— Start of PAGE EXCERPT —

And, Moore adds, forget the public polling. It is unreliable. “Watch how the candidates are acting and reacting. They invariably have better numbers than the public polls and the message the Democrats are sending is that they are very nervous that their people won’t show up.”
Dave Carney, a longtime GOP strategist, had the same take.
“I think she has good poll numbers and they show Democrats aren’t going to turn out,” Carney said. “Six months of ‘I love abortion, and Big Oil, too’ hasn’t worked. The first message only motivates the voters she’s already got, and the second part has progressives saying, ‘Why should I vote for you? You hacks are all the same.'”
Hassan is still viewed as the odds-on favorite to win in November. But to win, she needs Democrats to turn out. She can’t rely on independent voters who are angry at Democrats over inflation, crime, and the border but decide to back her because they think Bolduc’s too extreme on abortion.

— End of PAGE EXCERPT —
— Start of RECORD EXTRACTS —

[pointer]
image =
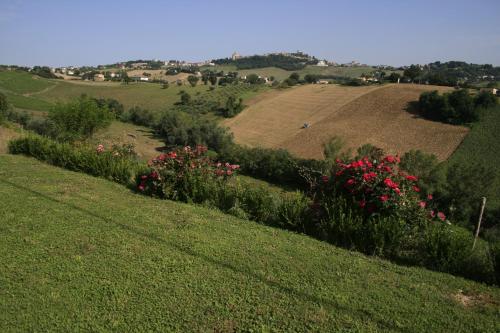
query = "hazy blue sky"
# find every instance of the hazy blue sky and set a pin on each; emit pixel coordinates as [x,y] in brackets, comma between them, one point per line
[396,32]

— End of RECORD EXTRACTS —
— Start of RECORD EXTRACTS —

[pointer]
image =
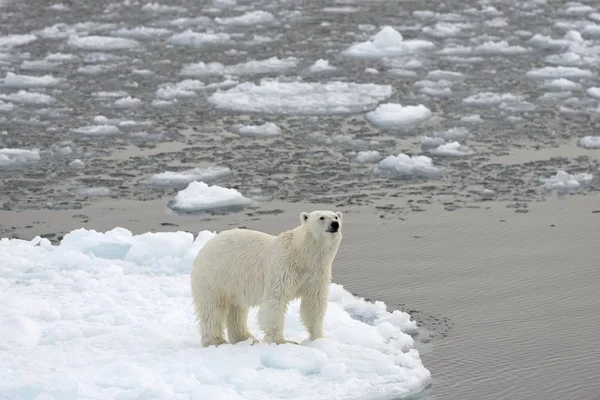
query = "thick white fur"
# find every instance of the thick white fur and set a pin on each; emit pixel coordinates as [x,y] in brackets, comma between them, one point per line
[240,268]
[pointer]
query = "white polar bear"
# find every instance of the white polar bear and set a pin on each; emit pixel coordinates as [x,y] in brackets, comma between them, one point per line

— End of RECORD EXTRACTS —

▶ _GOALS_:
1. In the excerpt on campaign polling, how is Dave Carney described?
2. List every issue that the excerpt on campaign polling says independent voters are angry at Democrats over.
3. Continue the excerpt on campaign polling for another paragraph, starting right after its final sentence.

▶ _ANSWER SET_:
1. He is described as a longtime GOP strategist.

2. Inflation, crime, the border

3.
Those independents might not vote, but if they do — it definitely won’t be for her.
If Democrats stay home, the result could be the sort of 1994 or 2010 wave that sweeps out politicians like Hassan. That is what happens in wave elections. Incumbents who look safe lose because they have more support among people who answer pollsters’ phone calls than they do among the ones motivated to actually show up and vote.
Based on her debate performance, Hassan knows that could be her.